[Teks Bacaan]
/---

Baru kemudian ditempuh konsolidasi psikologis dengan penjelasan-penjelasan, penerangan-penerangan, pendidikan dan sebagainya.
Dalam merapatkan barisan untuk melancarkan usaha pembaharuan dan modernisasi itu langkah-langkah ke arah konsolidasi strukturil perangkat Pemerintah Daerah, identifikasi sasaran, penetapan prioritas, pengembangan lembaga keikutsertaan masyarakat dan sumber-sumber pembiayaan telah saya letakkan dengan kokoh selama periode masa jabatan 11 tahun ini. Konsolidasi strukturil itu tidak hanya telah mantap tetapi juga mulai berkembang dan sudah mampu untuk tanggap terhadap perkembangan masalah. Konsolidasi itu terdiri dari penyatuan aparat pemerintahan umum dan otonom, pembentukan wilayah pemerintahan administratif, modernisasi struktur organisasi pemerintahan yang terpadu dengan memperhatikan azas-azas dasar organisasi dan pengelolaan yang rasionil. Semuanya ini merupakan kepeloporan dalam menjalankan roda pemerintahan daerah di Indonesia. Secara bertahap konsolidasi itu ditunjang dengan pengembangan sistim administrasi dan pelayanan secara modern.
Di dalam menetapkan rencana dan program pencapaian sasaran, langkah pionir saya letakkan untuk pemerintahan daerah di Indonesia dengan pengembangan dan pengelolaanperencanaan yang terpadu.

\---

[Rincian Tugas] Tulis ulang bagian dari "Di dalam menetapkan" hingga "pengelolaanperencanaan yang terpadu." pada teks tentang konsolidasi pemerintahan daerah di atas, dengan "langkah pionir" diganti menjadi "langkah perintis".

[Materi anotasi spasial]

/---

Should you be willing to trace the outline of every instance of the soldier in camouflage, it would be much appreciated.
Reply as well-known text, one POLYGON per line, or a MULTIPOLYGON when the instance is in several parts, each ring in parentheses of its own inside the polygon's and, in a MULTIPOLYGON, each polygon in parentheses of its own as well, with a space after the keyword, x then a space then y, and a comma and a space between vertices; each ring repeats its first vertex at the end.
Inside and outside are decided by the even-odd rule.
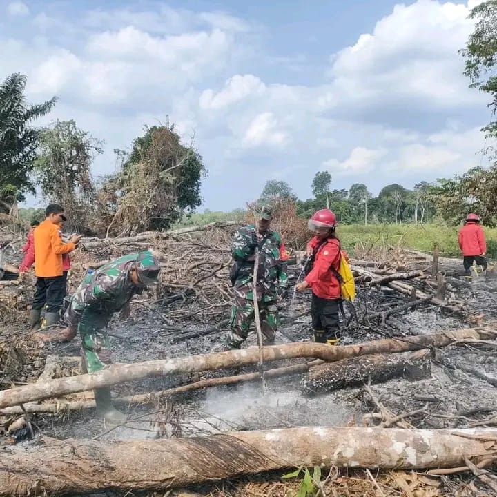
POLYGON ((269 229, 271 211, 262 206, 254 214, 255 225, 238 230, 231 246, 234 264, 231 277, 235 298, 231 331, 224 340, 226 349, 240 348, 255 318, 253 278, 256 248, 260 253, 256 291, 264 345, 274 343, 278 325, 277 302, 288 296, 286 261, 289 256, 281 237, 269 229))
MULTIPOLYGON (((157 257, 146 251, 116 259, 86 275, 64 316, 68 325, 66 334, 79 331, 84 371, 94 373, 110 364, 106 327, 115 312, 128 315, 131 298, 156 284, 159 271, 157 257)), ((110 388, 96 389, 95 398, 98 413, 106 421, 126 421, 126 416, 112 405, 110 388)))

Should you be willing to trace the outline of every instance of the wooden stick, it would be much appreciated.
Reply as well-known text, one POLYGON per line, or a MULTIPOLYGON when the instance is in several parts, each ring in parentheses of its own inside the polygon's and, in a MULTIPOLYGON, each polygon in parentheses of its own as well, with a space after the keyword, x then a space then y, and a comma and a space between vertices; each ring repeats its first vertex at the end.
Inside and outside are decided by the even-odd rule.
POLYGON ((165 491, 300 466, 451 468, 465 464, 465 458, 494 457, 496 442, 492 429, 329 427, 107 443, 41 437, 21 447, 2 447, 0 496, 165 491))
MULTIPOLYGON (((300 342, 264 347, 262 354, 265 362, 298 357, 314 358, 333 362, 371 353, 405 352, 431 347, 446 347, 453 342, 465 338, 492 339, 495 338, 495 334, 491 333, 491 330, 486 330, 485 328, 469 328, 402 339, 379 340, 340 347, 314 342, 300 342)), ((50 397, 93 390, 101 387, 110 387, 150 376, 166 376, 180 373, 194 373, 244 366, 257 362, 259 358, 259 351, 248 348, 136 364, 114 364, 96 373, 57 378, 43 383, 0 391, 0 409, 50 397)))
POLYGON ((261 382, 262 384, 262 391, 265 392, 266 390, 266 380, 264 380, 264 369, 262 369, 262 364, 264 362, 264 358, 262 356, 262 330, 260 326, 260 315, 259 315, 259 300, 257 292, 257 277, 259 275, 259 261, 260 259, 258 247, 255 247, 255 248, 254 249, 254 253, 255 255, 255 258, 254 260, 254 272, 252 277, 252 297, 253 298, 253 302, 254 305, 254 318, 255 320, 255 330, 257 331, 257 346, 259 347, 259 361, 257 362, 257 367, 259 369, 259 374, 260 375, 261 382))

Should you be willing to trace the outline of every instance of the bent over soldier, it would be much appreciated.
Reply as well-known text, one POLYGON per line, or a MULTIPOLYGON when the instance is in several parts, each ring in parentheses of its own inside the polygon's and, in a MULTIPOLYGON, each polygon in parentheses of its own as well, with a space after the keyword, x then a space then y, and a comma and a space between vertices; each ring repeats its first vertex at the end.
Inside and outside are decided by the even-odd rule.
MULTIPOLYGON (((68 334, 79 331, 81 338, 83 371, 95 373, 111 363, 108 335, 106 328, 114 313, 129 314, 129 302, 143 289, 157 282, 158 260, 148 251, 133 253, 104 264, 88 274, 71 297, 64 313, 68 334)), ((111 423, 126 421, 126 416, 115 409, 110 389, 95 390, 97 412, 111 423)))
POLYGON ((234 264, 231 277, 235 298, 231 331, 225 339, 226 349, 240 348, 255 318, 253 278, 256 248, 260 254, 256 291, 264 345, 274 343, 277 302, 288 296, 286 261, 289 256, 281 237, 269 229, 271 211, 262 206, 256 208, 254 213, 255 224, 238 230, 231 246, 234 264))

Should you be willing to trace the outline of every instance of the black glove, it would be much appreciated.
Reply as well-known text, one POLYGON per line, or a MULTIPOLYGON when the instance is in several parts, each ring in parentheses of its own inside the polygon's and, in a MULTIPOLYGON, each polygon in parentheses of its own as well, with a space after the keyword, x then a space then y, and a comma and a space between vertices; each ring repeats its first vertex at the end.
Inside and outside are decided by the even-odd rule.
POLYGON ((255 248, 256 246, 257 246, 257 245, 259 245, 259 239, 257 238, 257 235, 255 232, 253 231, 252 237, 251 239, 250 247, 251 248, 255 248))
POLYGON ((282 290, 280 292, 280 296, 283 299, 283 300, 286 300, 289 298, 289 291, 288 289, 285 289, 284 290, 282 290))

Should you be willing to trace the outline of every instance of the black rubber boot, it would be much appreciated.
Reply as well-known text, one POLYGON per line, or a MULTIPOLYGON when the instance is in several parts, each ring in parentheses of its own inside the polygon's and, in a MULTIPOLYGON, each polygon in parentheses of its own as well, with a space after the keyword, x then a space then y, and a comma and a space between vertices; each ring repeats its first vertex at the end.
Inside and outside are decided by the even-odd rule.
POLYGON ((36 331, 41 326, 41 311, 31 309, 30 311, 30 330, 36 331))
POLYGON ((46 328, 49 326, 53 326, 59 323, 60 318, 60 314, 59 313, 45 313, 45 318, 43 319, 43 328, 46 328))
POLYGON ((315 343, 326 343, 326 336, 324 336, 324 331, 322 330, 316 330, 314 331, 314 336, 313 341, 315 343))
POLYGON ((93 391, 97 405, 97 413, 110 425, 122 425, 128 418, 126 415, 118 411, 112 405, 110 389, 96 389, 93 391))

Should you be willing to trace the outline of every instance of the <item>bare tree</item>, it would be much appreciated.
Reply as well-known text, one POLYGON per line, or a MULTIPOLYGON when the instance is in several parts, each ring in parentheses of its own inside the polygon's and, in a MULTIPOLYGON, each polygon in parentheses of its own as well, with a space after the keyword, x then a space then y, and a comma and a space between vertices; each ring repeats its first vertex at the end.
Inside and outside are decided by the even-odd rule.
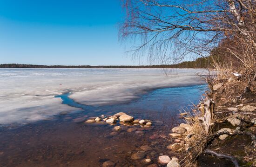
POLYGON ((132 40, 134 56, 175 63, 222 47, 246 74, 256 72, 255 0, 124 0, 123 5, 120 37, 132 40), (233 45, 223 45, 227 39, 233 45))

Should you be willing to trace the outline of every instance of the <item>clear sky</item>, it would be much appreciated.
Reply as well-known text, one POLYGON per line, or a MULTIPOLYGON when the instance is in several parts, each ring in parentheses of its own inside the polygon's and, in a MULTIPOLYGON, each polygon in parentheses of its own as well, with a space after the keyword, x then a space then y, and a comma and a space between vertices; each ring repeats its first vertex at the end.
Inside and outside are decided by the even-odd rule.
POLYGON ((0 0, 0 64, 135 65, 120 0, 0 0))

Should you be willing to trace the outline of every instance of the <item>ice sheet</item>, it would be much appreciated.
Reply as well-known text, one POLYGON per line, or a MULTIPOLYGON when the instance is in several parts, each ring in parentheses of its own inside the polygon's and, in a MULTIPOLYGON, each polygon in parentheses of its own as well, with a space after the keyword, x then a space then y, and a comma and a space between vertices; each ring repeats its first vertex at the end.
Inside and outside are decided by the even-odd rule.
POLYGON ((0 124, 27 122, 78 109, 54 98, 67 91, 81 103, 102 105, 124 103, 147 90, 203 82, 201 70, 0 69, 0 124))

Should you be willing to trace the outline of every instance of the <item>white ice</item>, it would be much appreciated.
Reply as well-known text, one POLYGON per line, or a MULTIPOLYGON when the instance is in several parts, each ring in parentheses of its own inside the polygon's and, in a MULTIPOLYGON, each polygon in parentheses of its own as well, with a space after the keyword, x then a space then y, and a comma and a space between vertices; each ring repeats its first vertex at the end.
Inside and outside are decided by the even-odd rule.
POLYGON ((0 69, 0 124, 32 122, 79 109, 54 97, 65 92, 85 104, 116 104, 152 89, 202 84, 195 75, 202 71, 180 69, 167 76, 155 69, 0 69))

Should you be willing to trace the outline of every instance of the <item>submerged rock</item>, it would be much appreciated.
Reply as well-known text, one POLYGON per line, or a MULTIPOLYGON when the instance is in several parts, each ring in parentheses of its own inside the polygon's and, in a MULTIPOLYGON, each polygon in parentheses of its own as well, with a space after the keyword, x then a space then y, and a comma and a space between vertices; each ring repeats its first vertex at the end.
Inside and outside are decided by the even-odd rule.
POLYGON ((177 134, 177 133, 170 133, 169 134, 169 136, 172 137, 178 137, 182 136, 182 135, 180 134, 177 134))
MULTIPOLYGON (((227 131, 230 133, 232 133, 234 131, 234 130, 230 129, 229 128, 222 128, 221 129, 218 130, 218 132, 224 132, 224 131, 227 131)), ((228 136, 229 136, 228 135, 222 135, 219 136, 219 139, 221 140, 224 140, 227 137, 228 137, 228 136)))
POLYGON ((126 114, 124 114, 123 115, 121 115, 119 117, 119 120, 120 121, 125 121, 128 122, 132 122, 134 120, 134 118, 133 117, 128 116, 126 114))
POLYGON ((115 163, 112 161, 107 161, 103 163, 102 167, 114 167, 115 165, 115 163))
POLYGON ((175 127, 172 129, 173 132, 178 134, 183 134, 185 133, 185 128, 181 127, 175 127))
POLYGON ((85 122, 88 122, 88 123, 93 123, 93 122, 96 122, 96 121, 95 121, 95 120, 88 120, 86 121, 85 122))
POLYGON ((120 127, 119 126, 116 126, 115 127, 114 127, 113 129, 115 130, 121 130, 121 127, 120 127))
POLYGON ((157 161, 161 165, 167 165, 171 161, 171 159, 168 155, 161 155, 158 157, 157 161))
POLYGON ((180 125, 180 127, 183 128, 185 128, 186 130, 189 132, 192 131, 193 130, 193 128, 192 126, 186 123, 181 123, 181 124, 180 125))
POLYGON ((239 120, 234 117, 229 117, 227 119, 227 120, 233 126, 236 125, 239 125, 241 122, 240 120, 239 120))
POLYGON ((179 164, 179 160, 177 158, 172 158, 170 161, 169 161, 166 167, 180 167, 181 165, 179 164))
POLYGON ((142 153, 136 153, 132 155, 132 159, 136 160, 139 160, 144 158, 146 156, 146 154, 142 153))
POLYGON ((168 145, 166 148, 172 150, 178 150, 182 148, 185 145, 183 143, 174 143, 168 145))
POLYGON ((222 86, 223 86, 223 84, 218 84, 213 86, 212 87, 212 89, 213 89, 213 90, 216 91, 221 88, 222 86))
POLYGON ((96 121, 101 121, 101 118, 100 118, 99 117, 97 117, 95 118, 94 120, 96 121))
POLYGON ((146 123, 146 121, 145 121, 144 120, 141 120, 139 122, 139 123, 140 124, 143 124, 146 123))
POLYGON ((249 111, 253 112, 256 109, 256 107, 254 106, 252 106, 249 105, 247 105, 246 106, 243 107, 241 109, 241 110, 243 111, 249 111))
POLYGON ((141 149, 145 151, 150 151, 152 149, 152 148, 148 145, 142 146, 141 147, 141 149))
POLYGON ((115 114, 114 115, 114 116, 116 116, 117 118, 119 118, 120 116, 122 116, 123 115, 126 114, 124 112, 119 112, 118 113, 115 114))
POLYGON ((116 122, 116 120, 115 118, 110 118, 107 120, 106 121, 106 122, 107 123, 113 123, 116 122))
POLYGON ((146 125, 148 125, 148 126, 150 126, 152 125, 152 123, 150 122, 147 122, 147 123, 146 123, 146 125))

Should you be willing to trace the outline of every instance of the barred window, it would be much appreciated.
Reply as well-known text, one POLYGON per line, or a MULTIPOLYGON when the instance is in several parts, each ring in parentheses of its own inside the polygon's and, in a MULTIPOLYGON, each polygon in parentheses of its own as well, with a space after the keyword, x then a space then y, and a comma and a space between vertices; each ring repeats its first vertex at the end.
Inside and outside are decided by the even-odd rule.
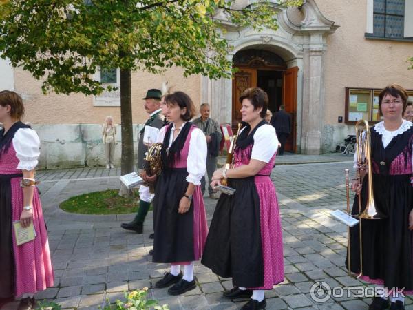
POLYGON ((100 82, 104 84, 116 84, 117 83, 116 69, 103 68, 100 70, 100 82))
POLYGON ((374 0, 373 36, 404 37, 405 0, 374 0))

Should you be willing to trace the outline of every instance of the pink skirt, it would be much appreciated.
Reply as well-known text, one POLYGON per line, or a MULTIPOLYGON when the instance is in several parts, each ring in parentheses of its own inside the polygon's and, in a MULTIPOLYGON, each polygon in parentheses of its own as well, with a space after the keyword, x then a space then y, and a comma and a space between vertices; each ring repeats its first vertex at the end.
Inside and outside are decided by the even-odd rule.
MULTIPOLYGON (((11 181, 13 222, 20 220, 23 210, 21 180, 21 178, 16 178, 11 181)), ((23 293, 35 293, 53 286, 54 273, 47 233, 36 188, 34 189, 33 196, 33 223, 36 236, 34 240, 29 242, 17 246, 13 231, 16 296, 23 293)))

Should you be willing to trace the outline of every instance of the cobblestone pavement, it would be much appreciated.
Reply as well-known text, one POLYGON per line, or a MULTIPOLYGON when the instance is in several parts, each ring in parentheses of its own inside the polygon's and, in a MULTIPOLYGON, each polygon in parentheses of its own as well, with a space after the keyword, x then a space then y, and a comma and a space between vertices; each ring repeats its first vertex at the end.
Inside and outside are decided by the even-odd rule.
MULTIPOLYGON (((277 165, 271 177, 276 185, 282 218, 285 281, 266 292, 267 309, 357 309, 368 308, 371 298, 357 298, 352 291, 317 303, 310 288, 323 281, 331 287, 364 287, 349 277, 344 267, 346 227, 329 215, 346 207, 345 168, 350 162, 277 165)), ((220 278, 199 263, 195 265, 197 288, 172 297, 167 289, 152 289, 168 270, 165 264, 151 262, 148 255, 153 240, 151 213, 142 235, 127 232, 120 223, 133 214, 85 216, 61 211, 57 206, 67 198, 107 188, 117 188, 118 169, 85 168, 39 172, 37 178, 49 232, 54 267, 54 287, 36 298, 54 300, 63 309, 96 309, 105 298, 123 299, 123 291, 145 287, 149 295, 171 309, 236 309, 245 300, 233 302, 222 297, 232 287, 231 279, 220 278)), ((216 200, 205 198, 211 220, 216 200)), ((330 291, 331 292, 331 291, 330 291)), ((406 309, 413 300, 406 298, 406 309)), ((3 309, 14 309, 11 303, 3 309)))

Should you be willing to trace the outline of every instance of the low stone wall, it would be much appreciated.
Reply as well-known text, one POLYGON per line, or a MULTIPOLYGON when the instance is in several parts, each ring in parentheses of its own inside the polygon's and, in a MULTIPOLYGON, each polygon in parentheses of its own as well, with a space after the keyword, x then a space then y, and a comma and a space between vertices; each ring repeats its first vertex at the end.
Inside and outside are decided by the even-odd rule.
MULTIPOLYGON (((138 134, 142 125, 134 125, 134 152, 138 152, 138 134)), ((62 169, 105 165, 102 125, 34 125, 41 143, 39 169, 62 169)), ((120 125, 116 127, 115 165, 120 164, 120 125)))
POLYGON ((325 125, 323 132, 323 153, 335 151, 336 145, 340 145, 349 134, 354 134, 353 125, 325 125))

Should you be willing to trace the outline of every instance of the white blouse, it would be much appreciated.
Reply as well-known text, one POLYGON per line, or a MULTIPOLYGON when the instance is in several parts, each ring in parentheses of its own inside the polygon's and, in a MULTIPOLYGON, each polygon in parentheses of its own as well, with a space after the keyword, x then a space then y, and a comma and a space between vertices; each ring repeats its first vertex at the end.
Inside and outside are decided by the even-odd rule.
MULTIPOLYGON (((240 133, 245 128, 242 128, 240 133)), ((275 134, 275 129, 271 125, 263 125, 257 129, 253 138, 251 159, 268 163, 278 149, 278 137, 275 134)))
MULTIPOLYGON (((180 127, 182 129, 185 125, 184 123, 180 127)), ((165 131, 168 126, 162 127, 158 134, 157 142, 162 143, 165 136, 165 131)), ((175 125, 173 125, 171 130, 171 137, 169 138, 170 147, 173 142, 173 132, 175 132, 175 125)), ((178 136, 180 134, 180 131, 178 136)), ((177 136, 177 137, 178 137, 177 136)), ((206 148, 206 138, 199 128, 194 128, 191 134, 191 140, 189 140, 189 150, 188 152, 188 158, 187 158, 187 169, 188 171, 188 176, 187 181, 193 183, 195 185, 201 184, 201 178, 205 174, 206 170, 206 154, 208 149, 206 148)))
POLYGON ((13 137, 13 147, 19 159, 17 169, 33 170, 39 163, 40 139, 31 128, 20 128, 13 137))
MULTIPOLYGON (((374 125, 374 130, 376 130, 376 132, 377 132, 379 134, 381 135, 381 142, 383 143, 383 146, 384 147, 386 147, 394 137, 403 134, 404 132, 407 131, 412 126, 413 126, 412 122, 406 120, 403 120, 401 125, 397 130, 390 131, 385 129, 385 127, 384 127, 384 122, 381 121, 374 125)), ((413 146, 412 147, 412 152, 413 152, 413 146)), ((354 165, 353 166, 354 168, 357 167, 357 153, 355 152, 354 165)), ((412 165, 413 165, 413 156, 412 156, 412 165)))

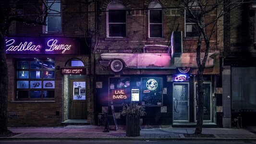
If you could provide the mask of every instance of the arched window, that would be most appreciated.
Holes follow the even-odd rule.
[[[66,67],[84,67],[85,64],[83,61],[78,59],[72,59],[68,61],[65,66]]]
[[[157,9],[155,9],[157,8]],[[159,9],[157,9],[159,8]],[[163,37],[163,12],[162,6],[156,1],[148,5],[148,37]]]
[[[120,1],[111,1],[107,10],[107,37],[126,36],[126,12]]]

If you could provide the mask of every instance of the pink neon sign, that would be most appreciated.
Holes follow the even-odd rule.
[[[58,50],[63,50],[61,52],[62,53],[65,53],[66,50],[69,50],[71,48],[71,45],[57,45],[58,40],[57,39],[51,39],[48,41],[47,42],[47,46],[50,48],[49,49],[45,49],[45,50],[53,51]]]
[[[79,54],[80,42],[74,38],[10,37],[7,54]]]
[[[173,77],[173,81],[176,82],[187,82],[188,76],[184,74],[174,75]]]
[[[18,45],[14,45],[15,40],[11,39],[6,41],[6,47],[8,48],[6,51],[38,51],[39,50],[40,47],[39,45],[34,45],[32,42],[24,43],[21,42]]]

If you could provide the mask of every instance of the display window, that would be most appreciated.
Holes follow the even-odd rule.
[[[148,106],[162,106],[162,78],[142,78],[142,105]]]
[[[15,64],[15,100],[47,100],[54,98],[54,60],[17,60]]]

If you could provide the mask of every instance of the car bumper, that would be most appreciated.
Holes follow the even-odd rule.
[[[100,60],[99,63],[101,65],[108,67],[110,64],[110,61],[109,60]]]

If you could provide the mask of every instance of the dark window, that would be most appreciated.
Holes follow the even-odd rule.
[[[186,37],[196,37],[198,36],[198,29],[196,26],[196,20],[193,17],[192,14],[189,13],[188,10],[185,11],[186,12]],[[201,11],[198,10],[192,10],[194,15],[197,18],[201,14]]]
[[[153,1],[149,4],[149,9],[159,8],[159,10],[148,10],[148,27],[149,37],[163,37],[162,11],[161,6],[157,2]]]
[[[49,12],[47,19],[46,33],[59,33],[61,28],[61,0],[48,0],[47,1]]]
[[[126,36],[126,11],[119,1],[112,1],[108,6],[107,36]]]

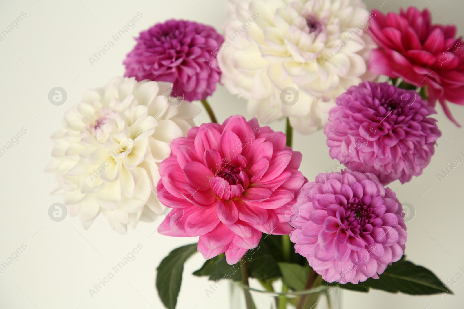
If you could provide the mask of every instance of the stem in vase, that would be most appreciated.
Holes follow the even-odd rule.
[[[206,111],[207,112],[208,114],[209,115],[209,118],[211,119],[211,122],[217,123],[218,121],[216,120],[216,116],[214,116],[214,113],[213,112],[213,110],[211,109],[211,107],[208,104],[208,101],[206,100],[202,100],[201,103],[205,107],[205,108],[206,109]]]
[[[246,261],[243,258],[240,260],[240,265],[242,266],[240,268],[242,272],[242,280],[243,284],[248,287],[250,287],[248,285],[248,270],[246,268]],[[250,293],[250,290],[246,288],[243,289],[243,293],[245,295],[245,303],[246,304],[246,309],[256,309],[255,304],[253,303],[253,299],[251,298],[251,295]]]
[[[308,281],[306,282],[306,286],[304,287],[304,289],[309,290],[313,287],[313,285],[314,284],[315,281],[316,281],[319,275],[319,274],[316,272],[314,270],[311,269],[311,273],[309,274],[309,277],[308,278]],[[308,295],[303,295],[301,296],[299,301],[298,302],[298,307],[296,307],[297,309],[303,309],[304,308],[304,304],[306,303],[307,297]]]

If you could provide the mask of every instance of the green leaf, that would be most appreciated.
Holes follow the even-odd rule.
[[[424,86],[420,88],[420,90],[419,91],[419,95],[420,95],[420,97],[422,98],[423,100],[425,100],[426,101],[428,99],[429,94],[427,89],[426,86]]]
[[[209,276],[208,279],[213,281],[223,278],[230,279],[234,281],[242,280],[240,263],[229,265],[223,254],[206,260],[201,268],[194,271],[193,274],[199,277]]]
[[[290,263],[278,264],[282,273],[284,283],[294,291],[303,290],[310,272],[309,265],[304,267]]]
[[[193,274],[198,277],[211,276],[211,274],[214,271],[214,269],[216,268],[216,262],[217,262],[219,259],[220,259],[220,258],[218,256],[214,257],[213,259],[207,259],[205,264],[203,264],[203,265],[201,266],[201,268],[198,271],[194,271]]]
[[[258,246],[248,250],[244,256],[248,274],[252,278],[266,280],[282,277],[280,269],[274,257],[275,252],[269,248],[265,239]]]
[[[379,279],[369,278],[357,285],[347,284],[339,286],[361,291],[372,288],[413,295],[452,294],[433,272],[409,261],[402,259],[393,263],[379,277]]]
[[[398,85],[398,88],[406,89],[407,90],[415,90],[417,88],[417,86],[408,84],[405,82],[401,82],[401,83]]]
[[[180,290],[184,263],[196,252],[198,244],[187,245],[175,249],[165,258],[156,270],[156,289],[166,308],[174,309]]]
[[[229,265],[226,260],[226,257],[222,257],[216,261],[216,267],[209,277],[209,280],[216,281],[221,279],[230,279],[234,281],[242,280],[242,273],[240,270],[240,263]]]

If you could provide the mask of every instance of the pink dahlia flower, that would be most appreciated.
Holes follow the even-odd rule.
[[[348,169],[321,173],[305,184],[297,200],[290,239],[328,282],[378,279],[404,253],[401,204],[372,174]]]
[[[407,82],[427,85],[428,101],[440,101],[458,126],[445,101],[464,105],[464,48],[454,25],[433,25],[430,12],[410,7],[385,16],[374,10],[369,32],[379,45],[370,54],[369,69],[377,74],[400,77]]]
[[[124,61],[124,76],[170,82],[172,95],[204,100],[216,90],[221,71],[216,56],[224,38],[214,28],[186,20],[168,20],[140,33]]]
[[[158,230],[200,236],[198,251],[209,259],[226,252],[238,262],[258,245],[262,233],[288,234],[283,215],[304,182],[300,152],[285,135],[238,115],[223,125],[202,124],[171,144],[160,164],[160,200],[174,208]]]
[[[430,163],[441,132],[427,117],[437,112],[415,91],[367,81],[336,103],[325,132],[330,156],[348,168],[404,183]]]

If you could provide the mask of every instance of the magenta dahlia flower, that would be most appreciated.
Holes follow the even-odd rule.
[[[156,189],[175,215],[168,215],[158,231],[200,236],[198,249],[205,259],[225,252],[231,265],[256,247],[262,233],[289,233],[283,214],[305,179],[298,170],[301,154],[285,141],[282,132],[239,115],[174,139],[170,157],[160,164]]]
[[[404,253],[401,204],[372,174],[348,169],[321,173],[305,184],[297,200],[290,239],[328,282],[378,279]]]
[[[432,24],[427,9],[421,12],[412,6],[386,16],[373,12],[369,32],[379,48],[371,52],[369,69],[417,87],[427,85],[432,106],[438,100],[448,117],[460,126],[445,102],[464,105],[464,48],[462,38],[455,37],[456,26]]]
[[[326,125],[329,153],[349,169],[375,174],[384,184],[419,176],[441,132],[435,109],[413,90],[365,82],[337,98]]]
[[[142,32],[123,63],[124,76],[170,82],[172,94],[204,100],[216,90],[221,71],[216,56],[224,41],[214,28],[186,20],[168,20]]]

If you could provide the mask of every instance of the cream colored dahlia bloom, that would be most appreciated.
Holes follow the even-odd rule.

\---

[Penyelesaian]
Di dalam menetapkan rencana dan program pencapaian sasaran, langkah perintis saya letakkan untuk pemerintahan daerah di Indonesia dengan pengembangan dan pengelolaanperencanaan yang terpadu.